Extract provided
Back to where to left off last week, though: Hwal and Sang-eon barely escape with their lives from the bulgasal encounter. After leaving the scene, and an unconscious Detective Kwon, Hwal heads back to home base, as it were, with Sang-eon. His somehow poetically dilapidated house acts as the safe house for everyone (despite it not being remotely secure, considering every few minutes someone else appears at the door).
While Sang-eon recovers, Hwal gazes at her with a glance that’s hard to decode — it looks a bit like desire, but then transforms into this rage that’s hard for him to control. This happens all throughout our episodes this week, actually. He both saves Sang-eon and almost slaughters her multiple times; he grabs her neck with murder in his eyes, and yet bandages her ankle which has been all but crushed from a monster. Theirs is an interesting story, for sure.

Raw listing

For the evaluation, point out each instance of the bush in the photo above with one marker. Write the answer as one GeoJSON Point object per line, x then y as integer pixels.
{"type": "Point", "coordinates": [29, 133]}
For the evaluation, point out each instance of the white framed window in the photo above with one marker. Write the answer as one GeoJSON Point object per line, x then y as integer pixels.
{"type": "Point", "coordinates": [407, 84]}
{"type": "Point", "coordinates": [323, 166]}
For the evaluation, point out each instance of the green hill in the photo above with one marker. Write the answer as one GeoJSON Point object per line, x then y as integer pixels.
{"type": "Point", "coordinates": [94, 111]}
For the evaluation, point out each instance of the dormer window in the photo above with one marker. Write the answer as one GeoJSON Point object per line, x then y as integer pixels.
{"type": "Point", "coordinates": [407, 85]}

Required tasks
• A. Copy the recap passage from "While Sang-eon recovers, Hwal" to "story, for sure.", word for word.
• B. Repeat the lines of the listing verbatim, from the line with "For the evaluation, point out each instance of the dormer" through the final line of the listing, including both ends and nothing else.

The replies
• A.
While Sang-eon recovers, Hwal gazes at her with a glance that’s hard to decode — it looks a bit like desire, but then transforms into this rage that’s hard for him to control. This happens all throughout our episodes this week, actually. He both saves Sang-eon and almost slaughters her multiple times; he grabs her neck with murder in his eyes, and yet bandages her ankle which has been all but crushed from a monster. Theirs is an interesting story, for sure.

• B.
For the evaluation, point out each instance of the dormer window in the photo above with one marker. Write the answer as one GeoJSON Point object per line, x then y as integer pixels.
{"type": "Point", "coordinates": [407, 85]}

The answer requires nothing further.